* **THE TASK**: The response must contain all of the entries, each one repeated exactly.

* **DATA EXCERPTS**:
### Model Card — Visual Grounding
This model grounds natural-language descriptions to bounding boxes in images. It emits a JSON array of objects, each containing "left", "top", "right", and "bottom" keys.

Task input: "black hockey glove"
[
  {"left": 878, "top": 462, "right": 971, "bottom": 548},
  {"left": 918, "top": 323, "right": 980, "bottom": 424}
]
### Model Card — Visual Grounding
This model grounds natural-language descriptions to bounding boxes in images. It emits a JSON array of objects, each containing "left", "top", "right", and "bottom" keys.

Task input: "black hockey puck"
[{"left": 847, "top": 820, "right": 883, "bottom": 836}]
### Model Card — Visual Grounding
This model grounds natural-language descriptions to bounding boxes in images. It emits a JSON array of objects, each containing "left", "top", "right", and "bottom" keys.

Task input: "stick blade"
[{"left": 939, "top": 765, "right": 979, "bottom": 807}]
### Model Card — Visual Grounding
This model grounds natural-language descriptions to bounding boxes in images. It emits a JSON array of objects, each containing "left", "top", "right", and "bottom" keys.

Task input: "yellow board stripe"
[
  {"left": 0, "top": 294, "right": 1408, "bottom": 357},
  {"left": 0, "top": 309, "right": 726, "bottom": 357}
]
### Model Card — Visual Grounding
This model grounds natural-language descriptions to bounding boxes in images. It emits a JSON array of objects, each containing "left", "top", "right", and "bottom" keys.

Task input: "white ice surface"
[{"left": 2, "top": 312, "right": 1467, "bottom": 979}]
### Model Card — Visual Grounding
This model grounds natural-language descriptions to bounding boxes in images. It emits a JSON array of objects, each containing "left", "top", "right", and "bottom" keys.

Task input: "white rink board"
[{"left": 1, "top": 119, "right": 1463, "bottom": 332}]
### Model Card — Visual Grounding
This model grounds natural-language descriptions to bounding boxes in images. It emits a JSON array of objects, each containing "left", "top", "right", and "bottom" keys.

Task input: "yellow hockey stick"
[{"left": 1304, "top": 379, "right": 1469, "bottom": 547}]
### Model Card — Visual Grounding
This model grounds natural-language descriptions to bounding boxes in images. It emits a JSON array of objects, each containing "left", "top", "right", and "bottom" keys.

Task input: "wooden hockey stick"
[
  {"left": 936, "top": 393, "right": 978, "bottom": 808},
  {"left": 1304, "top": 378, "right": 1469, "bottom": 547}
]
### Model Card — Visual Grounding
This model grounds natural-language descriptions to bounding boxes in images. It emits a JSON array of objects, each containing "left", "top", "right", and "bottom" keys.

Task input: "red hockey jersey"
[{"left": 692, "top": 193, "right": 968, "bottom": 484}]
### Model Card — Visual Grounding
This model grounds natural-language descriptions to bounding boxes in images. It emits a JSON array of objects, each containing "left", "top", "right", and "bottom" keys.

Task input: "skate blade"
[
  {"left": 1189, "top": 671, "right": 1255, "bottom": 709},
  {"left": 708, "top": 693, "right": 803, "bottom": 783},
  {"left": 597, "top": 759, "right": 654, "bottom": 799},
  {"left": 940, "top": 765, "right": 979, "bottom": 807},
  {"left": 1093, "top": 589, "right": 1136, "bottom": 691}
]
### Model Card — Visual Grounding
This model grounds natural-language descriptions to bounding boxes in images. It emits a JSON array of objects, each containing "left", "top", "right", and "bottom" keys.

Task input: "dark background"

* **ANSWER TO THE PROBLEM**:
### Model Card — Visual Grounding
This model grounds natural-language descriptions to bounding boxes in images. It emits a JSON array of objects, each containing "left", "top", "right", and "bottom" keys.

Task input: "black hockey glove"
[
  {"left": 878, "top": 462, "right": 971, "bottom": 548},
  {"left": 918, "top": 323, "right": 980, "bottom": 424}
]
### Model Card — Visual Grounding
This model grounds natural-language descriptions to bounding boxes in images. It emits a JSON array of objects, each containing "left", "top", "right", and "bottom" keys.

Task input: "black hockey puck"
[{"left": 847, "top": 820, "right": 883, "bottom": 836}]
### Model Card — Visual Grounding
This model grounds natural-language descriptions to bounding boxes in images. It emits a JSON array of objects, each containing "left", "top", "right", and "bottom" keys.

Task input: "stick blade"
[{"left": 939, "top": 765, "right": 979, "bottom": 807}]
### Model Card — Visual Grounding
This model grounds natural-language descriptions to bounding boxes in images. It emits a JSON array of objects, each containing "left", "top", "right", and "bottom" keys.

Task input: "yellow board stripe"
[
  {"left": 0, "top": 294, "right": 1408, "bottom": 357},
  {"left": 0, "top": 309, "right": 726, "bottom": 357}
]
### Model Card — Visual Grounding
This model grounds natural-language descriptions to bounding boxes in images. It emits a JSON array of objects, each containing "left", "top", "right", and "bottom" keys.

Task input: "white ice surface"
[{"left": 2, "top": 312, "right": 1467, "bottom": 979}]
### Model Card — Visual Grounding
This model grounds natural-language descriptions to bounding boxes in images. It emits a JSON array of objects, each containing "left", "top", "right", and "bottom" keys.

Task input: "white rink board"
[{"left": 1, "top": 119, "right": 1463, "bottom": 332}]
### Model Card — Visual Grounding
This model grounds natural-language descriptions to bounding boxes in images. It emits a JSON array of objects, each containing "left", "top", "right", and "bottom" keys.

Task input: "yellow hockey stick"
[{"left": 1304, "top": 379, "right": 1469, "bottom": 547}]
### Model Card — Visual Grounding
This model grounds natural-language descriptions to bounding boxes in images. It emits a JSON array of objects, each containing "left", "top", "right", and "bottom" keys.

Task input: "wooden hockey stick"
[
  {"left": 936, "top": 393, "right": 978, "bottom": 808},
  {"left": 1304, "top": 378, "right": 1469, "bottom": 547}
]
### Model Card — Visual Grounding
This model grounds natural-language descriptions to bounding boxes in images. It emits a JSON array of objects, each containing "left", "top", "right", and "bottom" keys.

Task input: "red hockey jersey"
[{"left": 692, "top": 193, "right": 968, "bottom": 484}]
### Model Card — Visual Grounding
This model grounds natural-language descriptions to bounding boxes in images. It emits a JSON array of objects, each containing "left", "top", "right", and "bottom" keys.

Task input: "skate blade"
[
  {"left": 1189, "top": 671, "right": 1255, "bottom": 709},
  {"left": 708, "top": 693, "right": 803, "bottom": 783},
  {"left": 597, "top": 759, "right": 654, "bottom": 799},
  {"left": 940, "top": 765, "right": 979, "bottom": 807},
  {"left": 1093, "top": 589, "right": 1136, "bottom": 691}
]
### Model Card — Visual Grounding
This model grounds natural-language descriptions to bounding boxes in images. It emits a JSON array of objects, each containing "left", "top", "right", and "bottom" keys.

Task input: "dark background"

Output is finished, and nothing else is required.